BEGIN Document text

SPEC: System Performance Evaluation Cooperative:
• Non-profit organization formed to establish standardized benchmarks
• SPEC ratio: How fast this computer is relative to a Sun Ultra 5_10 at 300 MHz?
• Set of programs to test integer (SPECint92), floating point (SPECfp92), web accesses (SPECweb99), client-server, etc.
Problems with benchmarks:
• Often compilers are optimized for the benchmark – not YOUR program
• Characteristics of THEIR programs may be different than YOUR program
Proper use of benchmarks:
• Use programs typical of expected workload
• Use programs typical of expected class of applications: compilers/editors, scientific applications, games
Using Benchmarks
Weighting each program by its use
Benchmark Comparison Example
Consider the following scenario:
| |Time on Computer A |Time on Computer B |
|Program X |1 |10 |
|Program Y |1000 |100 |
If the two programs were used 50% of the time we could add the use together:
ComputerA = (.5)(1) + (.5)(1000) = 500.5
ComputerB = (.5)(10) + (.5)(100) = 55
ComputerB appears faster than ComputerA!
If the two programs were used 90% and 10% of the time:
ComputerA = (.9)(1) + (.1)(1000) = 100.9
ComputerB = (.9)(10) + (.1)(100) = 19
ComputerB still appears faster than ComputerA!
When would ComputerA appear faster than ComputerB?
1n + 1000(1-n) < 10n + 100(1-n)
1000 + 1n – 1000n < 10n – 100n + 100
900 < 909n
900/909 < n
n > .9900990099
ComputerA = .99(1) + .01(1000) = 10.99
ComputerB = .99(10) + .01(100) = 10.9
Measuring Speed Exercise
1) If computer A runs a program in 10 second and computer B runs the same program in 15 seconds, how much faster is computer A than computer B? Show your equation and your results.

END Document text
BEGIN Records

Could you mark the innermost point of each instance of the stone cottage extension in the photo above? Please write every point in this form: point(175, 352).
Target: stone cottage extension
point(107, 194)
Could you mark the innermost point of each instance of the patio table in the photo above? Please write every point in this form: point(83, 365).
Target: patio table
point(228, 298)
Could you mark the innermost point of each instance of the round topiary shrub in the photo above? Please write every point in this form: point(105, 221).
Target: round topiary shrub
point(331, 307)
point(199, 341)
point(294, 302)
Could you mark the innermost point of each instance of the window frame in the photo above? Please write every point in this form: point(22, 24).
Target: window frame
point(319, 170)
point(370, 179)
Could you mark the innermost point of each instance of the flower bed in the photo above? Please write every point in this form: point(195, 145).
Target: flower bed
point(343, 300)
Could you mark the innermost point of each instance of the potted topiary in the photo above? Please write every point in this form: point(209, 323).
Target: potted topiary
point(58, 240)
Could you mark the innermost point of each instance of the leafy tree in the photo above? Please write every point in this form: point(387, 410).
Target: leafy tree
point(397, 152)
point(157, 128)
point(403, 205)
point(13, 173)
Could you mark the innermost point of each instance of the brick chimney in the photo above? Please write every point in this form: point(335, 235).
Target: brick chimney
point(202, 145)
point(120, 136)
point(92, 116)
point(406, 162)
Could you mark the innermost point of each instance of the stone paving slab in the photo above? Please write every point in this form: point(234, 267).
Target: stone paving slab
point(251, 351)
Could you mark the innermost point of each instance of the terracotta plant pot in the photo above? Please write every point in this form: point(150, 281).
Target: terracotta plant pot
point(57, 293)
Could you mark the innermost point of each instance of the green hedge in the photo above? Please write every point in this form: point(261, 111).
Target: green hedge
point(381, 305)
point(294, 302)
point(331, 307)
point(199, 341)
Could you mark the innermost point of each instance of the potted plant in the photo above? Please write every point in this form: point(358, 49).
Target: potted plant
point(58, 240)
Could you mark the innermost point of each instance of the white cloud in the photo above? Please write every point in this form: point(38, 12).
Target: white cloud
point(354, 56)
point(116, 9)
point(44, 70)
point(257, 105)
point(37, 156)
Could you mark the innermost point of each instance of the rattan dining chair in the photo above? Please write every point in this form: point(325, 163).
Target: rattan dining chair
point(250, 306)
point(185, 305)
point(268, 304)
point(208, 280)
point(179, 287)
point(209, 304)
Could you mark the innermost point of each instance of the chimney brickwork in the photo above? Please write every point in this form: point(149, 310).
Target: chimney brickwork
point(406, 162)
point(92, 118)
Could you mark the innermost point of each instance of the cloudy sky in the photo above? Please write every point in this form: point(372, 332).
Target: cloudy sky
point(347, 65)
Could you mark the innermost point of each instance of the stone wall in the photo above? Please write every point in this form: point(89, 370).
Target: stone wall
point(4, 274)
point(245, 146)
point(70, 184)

END Records

### Direction A
In the text on benchmarks, what computer does the SPEC ratio compare against?
### Direction B
Continue the text on benchmarks from the point where it ends.

### Task result A
A Sun Ultra 5_10 at 300 MHz.

### Task result B
2) Compare the performance of the two computers:
Computer A: CPI=1.2 #instructions=100 Clock rate=2GHz
Computer B: CPI=1.5 #instructions=120 Clock rate=2.2GHz
3) A new computer design improves the clock rate from 2 GHz to 2.5 GHz, but has a lower efficiency in the CPI of 1.6 instead of 1.3 due to memory access bottlenecks. The compiler remains the same. Is the computer worth building?
4) A given application written in Java runs 15 seconds on a desktop processor. A new Java compiler is released that requires only 60% as many instructions as the old compiler. Unfortunately, it increases CPI by 10%. How fast can we expect the new application to run using this new compiler?
5) Suppose you are comparing four different desktop computers: an Apple MacIntosh, and 3 PC-compatible computers: an AMD processor and a Pentium 4 and Pentium 5. Assume the PC-compatible computers all use the same compiler, and the Pentium 4 and 5 have the same architecture. Are the following statements true or false, and why?
5a) The fastest computer will be the one with the highest clock rate.
5b) Since all PCs use the same Intel-compatible instruction set and compiler, they therefore execute the same number of instructions for any program. The fastest PC will be the one with the highest clock rate.
5c) The AMD uses a different hardware implementation than Intel to execute instructions, and thus have different CPIs. But, when comparing the Pentium 4 and 5 PCs, which share a common architecture, the fastest PC is found by looking at the clock rate.
5d) Only by looking at the results of benchmarks for tasks similar to your workload can you get an accurate picture of likely performance.
Benchmark Exercises
1) List a set of benchmark programs that might be useful for general use at a university student lab and their expected use distributions. (We would want games to run extremely sssllllooooow)
2) Assume the following performance measurements for a program:
|Measurement |Computer A |Computer B |
|Instruction Count |10 billion |8 billion |
|Clock Rate |4 GHz |4 GHz |
|CPI |1.0 |1.1 |
2a) Which computer has the highest MIPS rating? IPS = Hz/CPI
2b) Which computer is faster? Calculate the execution time for each computer, and performance differential.
The following table gives execution times and use distributions for a set of programs. Which computer will have the best performance, considering their projected use?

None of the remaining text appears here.